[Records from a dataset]
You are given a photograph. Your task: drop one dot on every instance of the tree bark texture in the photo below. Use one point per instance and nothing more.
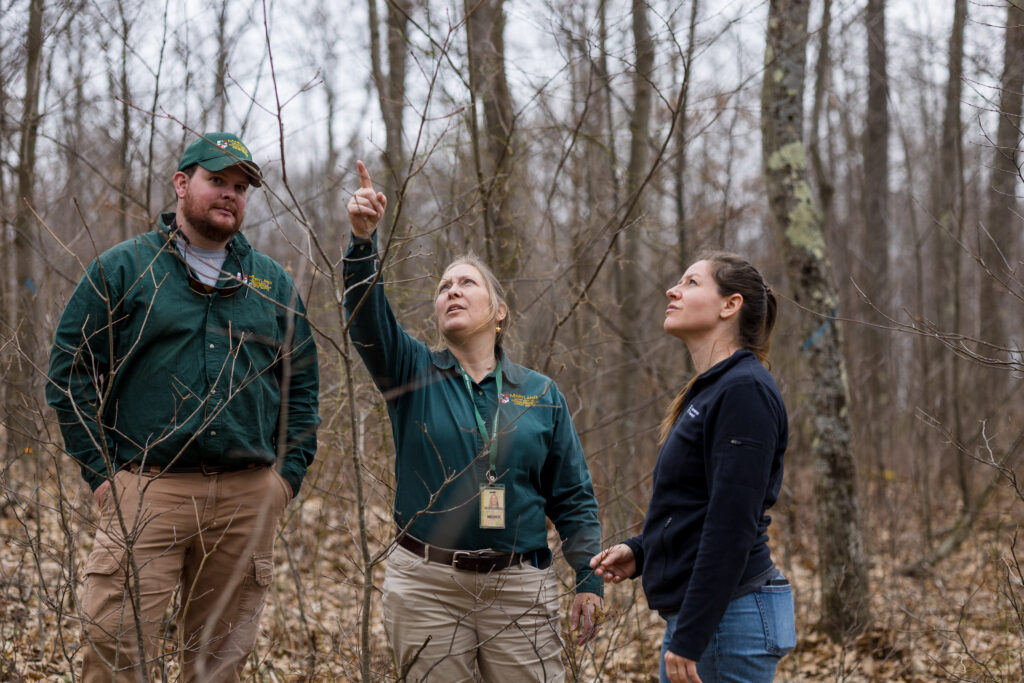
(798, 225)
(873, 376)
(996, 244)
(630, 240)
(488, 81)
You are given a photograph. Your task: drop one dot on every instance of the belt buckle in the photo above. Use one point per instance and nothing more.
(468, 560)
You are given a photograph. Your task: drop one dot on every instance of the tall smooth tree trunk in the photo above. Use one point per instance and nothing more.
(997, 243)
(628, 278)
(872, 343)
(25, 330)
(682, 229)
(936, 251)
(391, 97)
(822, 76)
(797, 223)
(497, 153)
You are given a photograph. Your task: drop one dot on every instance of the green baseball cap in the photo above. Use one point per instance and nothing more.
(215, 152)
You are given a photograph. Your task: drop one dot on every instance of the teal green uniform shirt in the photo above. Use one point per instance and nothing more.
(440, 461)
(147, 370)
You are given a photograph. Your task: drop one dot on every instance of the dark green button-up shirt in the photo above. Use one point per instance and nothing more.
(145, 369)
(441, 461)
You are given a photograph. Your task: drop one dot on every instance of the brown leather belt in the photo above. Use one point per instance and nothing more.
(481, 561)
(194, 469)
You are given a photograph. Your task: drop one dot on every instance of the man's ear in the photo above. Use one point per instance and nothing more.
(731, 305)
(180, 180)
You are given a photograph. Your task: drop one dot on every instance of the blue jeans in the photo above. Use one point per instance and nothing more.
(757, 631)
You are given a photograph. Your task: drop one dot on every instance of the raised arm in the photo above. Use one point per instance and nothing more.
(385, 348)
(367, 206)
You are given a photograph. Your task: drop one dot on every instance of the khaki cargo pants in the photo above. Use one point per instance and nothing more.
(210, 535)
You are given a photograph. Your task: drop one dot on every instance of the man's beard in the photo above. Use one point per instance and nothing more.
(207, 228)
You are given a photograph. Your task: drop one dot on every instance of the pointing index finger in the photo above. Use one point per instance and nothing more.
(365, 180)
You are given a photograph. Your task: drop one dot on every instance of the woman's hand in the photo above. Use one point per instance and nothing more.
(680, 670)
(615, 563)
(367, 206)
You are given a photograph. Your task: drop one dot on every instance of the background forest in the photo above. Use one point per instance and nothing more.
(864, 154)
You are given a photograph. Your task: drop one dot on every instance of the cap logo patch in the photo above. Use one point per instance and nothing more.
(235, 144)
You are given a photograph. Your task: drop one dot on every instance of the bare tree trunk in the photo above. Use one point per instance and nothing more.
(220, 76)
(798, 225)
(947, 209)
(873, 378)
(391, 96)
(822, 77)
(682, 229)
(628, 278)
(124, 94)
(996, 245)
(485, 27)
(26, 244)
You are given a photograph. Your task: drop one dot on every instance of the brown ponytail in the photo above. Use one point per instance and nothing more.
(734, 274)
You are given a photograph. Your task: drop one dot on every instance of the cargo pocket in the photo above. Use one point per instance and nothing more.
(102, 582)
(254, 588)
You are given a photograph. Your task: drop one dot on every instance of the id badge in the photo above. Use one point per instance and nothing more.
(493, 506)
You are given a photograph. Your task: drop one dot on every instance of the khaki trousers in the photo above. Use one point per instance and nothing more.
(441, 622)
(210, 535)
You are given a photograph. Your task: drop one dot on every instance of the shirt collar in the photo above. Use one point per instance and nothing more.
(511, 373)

TASK OBJECTIVE ▸ The entries above are to be copied exactly, with every picture left out.

RESULT OF THE TASK ▸
You are given a photograph. Your task: drop one dot on every instance of the tree bark texture in the photo below. Use one point per instance and nothing more.
(798, 225)
(873, 376)
(996, 244)
(630, 240)
(488, 81)
You are given a photograph. Your task: drop one dot on every instance of the belt buckle in the photo above. Use one point per instance and nothing more.
(468, 560)
You are given a photograph. Your task: drop one dot on every instance of the tall smooth tree trunk in the photo above. Use one point per instance and nothing more.
(997, 243)
(628, 278)
(872, 343)
(25, 330)
(682, 229)
(936, 251)
(391, 97)
(822, 76)
(797, 223)
(497, 153)
You are given a photograph. Your task: drop one dot on every instance of the green baseball cap in the photo above. Use one point per instance and nothing more.
(215, 152)
You are given a photograph. Your task: drop one dot on every instance of the teal green uniform shirt in the photo above. Use one point per instance and nothing more.
(440, 461)
(147, 370)
You are given a photograph. Your task: drop one dot on every instance of the dark green button-up shirt in the photo above. Use one point per instance and nothing more.
(145, 369)
(441, 461)
You are given a photograph. Your task: drop one dot on every instance of the brown leather belt in the photo above. Use one point per instance and nothing more.
(481, 561)
(194, 469)
You are given a photograph. Your task: drop one dot on every instance of the man's ear in the photo above. Use one point per instance and nothing more.
(731, 305)
(180, 180)
You are given a photograph. Your task: drop one dot on every instance of the blue jeans in the photo above. Use one point per instance and nothing more.
(757, 631)
You are given a photograph. Your task: drop one dot on every instance of the raised arm in the photo above. Use one point per instance and nothing more.
(385, 348)
(367, 206)
You are given a photograph. Your task: drop one dot on every instance of the khaki cargo pants in the photo above. Use one point per instance and nothing more.
(210, 535)
You are given a photograph. Your task: drop one dot on every instance of the man's beard in the photo above. Use one point per instance and nothing more.
(207, 228)
You are given a photograph. Your task: drop one dot on every instance of the pointing index finger in the photo above. Use one point per instance and nothing more.
(365, 180)
You are given a photograph. Your task: drop one dot on every instance of the woman's hand in the photo above. Use one point per instance and nothing more.
(680, 670)
(615, 563)
(367, 206)
You are given a photograph. Your task: drop one dot on every instance of the background forest in the photo above. Use one point per instance and nothing more.
(864, 154)
You are given a photograph. Your task: drop one dot on every instance of the cap logo patch in the photo above. Use one point per instance and nothing more.
(235, 144)
You are given a photograph. Your task: drop one dot on every instance of the bare tree trunk in the photo above. Use one point per instance and nothing more.
(220, 76)
(798, 225)
(947, 209)
(873, 378)
(391, 96)
(822, 77)
(682, 229)
(628, 278)
(124, 94)
(996, 245)
(485, 27)
(26, 244)
You are given a photograph. Your task: drop one dot on every instance of the brown ponytail in the photo above. Use one point per instance and nothing more.
(734, 274)
You are given a photograph. Your task: drop one dot on every instance of the cargo pocket in the photo above. Use one point per instance and nothing more.
(102, 582)
(254, 588)
You are given a photograph. Your task: drop one dot on every instance of the id badge in the photo above. Use one point per instance and nothing more.
(493, 506)
You are given a photograph. Your task: drop one dot on every instance of the khaki trousers in the photo above. Use one point per instance and nothing more.
(441, 622)
(210, 535)
You are given a photograph. Your task: drop one dot on every instance of the shirt collar in the photo above. Use one point per instance and nothing more.
(511, 373)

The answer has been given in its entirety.